═══ DATASET EXTRACT
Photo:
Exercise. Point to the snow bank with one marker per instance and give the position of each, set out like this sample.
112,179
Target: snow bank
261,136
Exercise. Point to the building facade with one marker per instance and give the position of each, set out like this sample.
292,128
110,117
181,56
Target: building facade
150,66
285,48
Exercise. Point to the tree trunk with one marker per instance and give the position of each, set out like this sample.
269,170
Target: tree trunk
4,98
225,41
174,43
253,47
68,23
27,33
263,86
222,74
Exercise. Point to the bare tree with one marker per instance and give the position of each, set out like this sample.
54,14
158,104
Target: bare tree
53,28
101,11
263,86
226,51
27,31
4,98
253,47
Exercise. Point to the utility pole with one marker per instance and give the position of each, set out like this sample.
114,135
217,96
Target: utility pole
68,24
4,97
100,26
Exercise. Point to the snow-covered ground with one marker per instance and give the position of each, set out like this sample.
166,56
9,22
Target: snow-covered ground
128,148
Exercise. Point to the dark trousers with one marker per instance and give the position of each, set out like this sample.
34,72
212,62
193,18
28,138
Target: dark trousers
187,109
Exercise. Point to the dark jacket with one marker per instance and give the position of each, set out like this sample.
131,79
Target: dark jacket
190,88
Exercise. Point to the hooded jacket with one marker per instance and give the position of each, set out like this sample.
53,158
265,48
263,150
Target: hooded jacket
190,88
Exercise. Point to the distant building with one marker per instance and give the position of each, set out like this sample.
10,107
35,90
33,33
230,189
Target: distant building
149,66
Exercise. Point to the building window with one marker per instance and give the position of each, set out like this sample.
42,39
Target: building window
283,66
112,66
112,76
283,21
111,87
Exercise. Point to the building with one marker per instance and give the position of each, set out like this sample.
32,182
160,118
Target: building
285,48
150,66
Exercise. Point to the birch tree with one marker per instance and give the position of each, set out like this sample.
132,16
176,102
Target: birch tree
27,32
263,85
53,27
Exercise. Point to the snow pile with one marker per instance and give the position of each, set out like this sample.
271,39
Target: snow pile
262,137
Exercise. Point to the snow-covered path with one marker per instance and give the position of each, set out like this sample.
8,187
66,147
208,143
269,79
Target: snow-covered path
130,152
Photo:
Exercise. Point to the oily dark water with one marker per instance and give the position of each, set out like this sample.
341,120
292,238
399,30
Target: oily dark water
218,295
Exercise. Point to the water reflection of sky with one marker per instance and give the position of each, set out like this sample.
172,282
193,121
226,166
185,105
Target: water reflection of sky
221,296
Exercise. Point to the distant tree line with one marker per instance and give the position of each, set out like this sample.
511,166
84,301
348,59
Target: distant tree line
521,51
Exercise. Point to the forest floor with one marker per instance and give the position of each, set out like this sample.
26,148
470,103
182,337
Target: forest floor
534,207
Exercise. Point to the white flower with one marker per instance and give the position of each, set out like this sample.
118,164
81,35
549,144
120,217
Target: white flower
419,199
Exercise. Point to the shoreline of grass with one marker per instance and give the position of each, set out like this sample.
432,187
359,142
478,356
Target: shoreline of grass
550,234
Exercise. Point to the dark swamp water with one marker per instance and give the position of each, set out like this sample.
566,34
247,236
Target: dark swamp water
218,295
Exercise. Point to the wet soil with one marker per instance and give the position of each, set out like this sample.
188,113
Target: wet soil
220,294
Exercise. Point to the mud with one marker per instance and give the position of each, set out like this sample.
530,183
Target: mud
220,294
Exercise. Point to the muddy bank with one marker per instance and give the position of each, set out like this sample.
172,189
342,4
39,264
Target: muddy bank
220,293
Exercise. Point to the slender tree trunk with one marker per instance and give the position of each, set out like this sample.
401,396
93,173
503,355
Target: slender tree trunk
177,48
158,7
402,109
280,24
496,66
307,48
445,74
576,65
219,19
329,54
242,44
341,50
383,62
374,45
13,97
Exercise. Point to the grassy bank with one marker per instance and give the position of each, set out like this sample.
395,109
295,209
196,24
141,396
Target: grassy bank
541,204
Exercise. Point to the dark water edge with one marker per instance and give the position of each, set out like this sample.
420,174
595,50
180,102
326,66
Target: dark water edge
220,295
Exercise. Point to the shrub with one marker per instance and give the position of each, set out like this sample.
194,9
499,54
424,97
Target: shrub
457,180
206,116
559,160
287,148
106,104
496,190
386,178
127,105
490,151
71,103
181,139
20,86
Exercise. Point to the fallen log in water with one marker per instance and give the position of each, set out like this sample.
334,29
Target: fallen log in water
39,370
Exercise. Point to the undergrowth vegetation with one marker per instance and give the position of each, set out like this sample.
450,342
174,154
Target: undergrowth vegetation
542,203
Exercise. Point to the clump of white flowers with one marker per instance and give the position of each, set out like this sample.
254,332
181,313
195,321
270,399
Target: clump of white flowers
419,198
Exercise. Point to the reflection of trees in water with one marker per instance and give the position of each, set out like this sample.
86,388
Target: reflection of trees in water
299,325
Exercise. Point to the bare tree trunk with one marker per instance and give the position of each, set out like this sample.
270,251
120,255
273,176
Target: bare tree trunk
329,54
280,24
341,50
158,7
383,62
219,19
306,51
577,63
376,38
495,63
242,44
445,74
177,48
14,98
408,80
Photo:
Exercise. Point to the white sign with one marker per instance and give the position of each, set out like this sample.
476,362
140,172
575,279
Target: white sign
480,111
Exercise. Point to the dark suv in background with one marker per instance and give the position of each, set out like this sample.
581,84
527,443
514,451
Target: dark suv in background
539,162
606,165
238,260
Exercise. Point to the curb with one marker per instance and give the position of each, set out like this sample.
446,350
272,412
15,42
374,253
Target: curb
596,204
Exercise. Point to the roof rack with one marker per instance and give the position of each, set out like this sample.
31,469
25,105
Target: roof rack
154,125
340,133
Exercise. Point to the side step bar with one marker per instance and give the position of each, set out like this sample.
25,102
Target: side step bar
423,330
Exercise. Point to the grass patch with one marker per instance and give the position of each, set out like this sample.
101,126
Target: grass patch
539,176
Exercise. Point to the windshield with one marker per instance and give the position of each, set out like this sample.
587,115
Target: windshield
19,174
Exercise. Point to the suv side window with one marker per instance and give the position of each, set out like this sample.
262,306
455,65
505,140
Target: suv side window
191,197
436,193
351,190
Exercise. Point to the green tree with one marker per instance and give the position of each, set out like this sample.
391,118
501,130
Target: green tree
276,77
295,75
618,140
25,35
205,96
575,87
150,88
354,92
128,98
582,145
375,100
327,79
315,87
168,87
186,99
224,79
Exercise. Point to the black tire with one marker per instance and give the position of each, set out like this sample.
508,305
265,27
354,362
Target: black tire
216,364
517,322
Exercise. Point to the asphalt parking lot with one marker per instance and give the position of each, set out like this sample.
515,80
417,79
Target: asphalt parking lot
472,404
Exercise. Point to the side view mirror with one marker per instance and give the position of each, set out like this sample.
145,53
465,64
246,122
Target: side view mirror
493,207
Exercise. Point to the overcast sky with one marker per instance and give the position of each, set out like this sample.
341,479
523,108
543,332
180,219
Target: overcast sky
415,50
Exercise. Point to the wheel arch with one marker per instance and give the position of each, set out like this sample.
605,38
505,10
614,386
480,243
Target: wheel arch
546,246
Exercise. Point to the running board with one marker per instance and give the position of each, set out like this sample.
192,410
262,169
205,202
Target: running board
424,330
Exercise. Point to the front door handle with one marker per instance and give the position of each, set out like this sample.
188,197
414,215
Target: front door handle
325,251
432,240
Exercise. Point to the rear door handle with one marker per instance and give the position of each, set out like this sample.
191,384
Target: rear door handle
══════
» **INSTRUCTION**:
Retype the listing above line for line, without changing anything.

» **RESULT OF THE TASK**:
Photo:
Exercise. Point to the snow bank with one marker per instance and give the position of each, set out like this sample.
112,179
Target: snow bank
261,136
Exercise. Point to the building facade with one marker per instance and give the position of each, set out like this sample.
292,128
110,117
181,56
Target: building facade
150,66
285,48
Exercise. Point to the tree trunk with one marker per instance and give the position of each, set out like this sample.
269,170
Target: tree trunk
4,98
225,41
174,43
253,47
68,23
27,33
263,86
222,74
Exercise. Point to the bare tree with one marker per instance and give the position of each, set out like this sample.
54,14
158,104
Target: bare tree
53,28
101,11
263,86
226,51
27,31
4,98
253,47
Exercise. Point to the utility pole with one marker per instance and give the position of each, set out like this sample.
114,135
217,96
Target: utility pole
68,24
4,97
100,26
Exercise. Point to the snow-covered ground with one marker per instance and give the position of each, set out like this sample.
166,56
9,22
Target: snow-covered ground
128,148
Exercise. Point to the dark trousers with one marker per instance and give the position of each, set out like this sample.
34,72
212,62
193,18
28,138
Target: dark trousers
187,109
Exercise. Point to the dark jacket with one marker per instance and give the position of each, set out like this sample.
131,79
Target: dark jacket
190,88
Exercise. Point to the hooded jacket with one marker per instance and give the position of each, set out like this sample.
53,158
265,48
263,150
Target: hooded jacket
190,88
Exercise. Point to the distant building with one marker per instance and give the position of each, set out like this sample.
10,107
35,90
33,33
230,189
Target: distant building
149,66
Exercise. Point to the building window with one marker per instance and give the position of each, set out like this sample.
42,39
Target: building window
283,66
112,66
112,76
283,21
111,87
Exercise. Point to the building with one marker per instance and give the position of each, set out like this sample.
32,182
160,118
Target: building
285,48
150,66
Exercise. Point to the birch tree with one marker per instance and give the position of each, set out like this sample.
132,16
176,102
Target: birch tree
27,32
263,85
53,27
Exercise. Point to the snow pile with one marker per instance and give the position of each, set out like this sample.
271,39
Target: snow pile
262,137
Exercise. Point to the snow-covered path with one marker per instance and give the position of each, set out like this sample.
8,187
66,147
208,143
269,79
Target: snow-covered path
130,152
Photo:
Exercise. Point to the oily dark water with one marker per instance and give the position of each, set out like this sample.
341,120
292,238
399,30
Target: oily dark water
218,295
Exercise. Point to the water reflection of sky with one marker per instance and give the position of each, set out like this sample.
172,282
193,121
226,166
185,105
Target: water reflection of sky
221,296
Exercise. Point to the distant tree line with one marker per instance and give the position of each, set out like this sample.
511,166
84,301
348,59
Target: distant tree line
521,51
Exercise. Point to the forest floor with one marker per instance and give the position of each, set out like this sample.
26,148
470,103
182,337
Target: forest floor
534,207
Exercise. Point to the white flower with one marker per instance and give the position of each, set out like this sample.
118,164
81,35
549,144
120,217
Target: white flower
419,199
Exercise. Point to the shoreline of grass with one marker per instance and give the position of each, set out like this sample.
432,187
359,142
478,356
Target: shoreline of grass
550,234
Exercise. Point to the dark swamp water with one marker per instance and give the position of each, set out like this sample.
566,34
247,236
Target: dark swamp water
218,295
Exercise. Point to the wet soil with one marker per instance and give the position of each, set out like this sample.
188,113
Target: wet soil
220,294
Exercise. Point to the mud with one marker per instance and give the position of each, set out like this sample.
530,183
Target: mud
220,294
Exercise. Point to the muddy bank with one marker per instance and give the position of each, set out like this sample.
172,189
342,4
39,264
Target: muddy bank
220,293
Exercise. Point to the slender tree trunk with one marker per instance and give the position of each, set out like this sample.
401,396
93,173
503,355
Target: slender tree trunk
177,48
158,7
402,109
280,24
496,66
307,48
445,74
576,65
219,19
329,54
242,44
341,50
383,62
374,45
13,97
Exercise. Point to the grassy bank with one marker per instance and give the position of each, set out like this sample.
395,109
295,209
196,24
141,396
Target: grassy bank
541,204
Exercise. Point to the dark water edge with one marker per instance and give the position of each, set out like this sample.
420,174
595,50
180,102
326,66
Target: dark water edge
220,295
Exercise. Point to the shrub with one marker per instance and give the position of each, set out like this sample.
194,9
499,54
424,97
Target: shrub
457,180
206,116
559,160
287,148
106,104
496,190
386,178
127,105
490,151
71,103
181,139
20,86
Exercise. Point to the fallen log in water with one marker per instance and give the position of each, set out like this sample.
334,29
Target: fallen log in water
39,370
Exercise. Point to the undergrowth vegetation with one marker per instance and give the position of each, set out like this sample.
450,342
174,154
Target: undergrowth vegetation
542,203
Exercise. Point to the clump of white flowers with one marker per instance and give the position of each, set out like this sample.
254,332
181,313
195,321
270,399
Target: clump of white flowers
419,198
Exercise. Point to the reflection of trees in water with one marker per instance and give the position of each, set out like this sample.
86,388
Target: reflection of trees in water
299,325
Exercise. Point to the bare tree trunk with one marker per instance and give the position of each, set out like this sample.
270,251
120,255
273,176
Target: bare tree trunk
329,54
280,24
341,50
158,7
383,62
219,19
306,51
577,63
376,38
495,63
242,44
445,74
177,48
14,98
408,80
Photo:
Exercise. Point to the white sign with one marker per instance and give the position of each, set out like this sample.
476,362
140,172
575,279
Target: white sign
480,111
Exercise. Point to the dark suv in background with one marker per instance and give the position of each, set out like this sample.
581,84
527,443
514,451
Target: dark suv in background
539,162
606,165
238,260
Exercise. Point to the curb with one marker per instance and give the position of each, set out like this sample.
446,350
272,412
15,42
374,253
Target: curb
596,204
Exercise. Point to the roof rack with one marker per instance and give the position of each, set out like this sample.
31,469
25,105
Target: roof rack
154,125
340,133
Exercise. Point to the side step bar with one marker per instance and give the position of each, set out like this sample.
25,102
Target: side step bar
423,330
Exercise. Point to the grass patch with one marker per instance and give the position of each, set out like this sample.
101,126
Target: grass patch
539,176
Exercise. Point to the windshield with one marker per instance and give the position of each, set out like this sample.
587,115
Target: windshield
19,174
Exercise. Point to the suv side window with one marker per instance and give the position of each, set out like this sample.
262,306
455,65
505,140
Target: suv side window
191,197
436,193
351,190
Exercise. Point to the green tree with one marker per instance and give the position of each, set out like this sample.
391,118
501,130
Target: green tree
276,77
295,75
618,140
25,35
205,96
575,87
150,88
354,92
128,98
582,145
375,100
327,79
315,87
168,87
186,99
224,79
Exercise. Point to the black tire with one marker per instance and give the position of each, set out like this sample.
508,305
265,27
354,362
Target: black tire
216,364
517,322
Exercise. Point to the asphalt parking lot with one marker per instance and give the position of each, set out like this sample.
515,80
417,79
Target: asphalt parking lot
472,404
Exercise. Point to the side view mirror with one marker per instance and give the position of each, set out like this sample.
145,53
465,64
246,122
Target: side view mirror
493,207
Exercise. Point to the overcast sky with one marker per instance and give the position of each, set out like this sample.
341,479
523,108
543,332
180,219
Target: overcast sky
415,50
Exercise. Point to the wheel arch with one marker per instance and give the position of each, set out like this sample.
605,38
505,10
614,386
480,243
Target: wheel arch
546,246
Exercise. Point to the running board with one marker per instance and give the position of each, set out like this sample.
192,410
262,169
205,202
Target: running board
424,330
Exercise. Point to the front door handle with one marker per instance and give the position of each, set out like this sample.
188,197
414,215
Target: front door handle
325,251
432,240
Exercise. Point to the rear door handle with one marker per instance and give the position of each, set out like this sample.
191,384
Target: rear door handle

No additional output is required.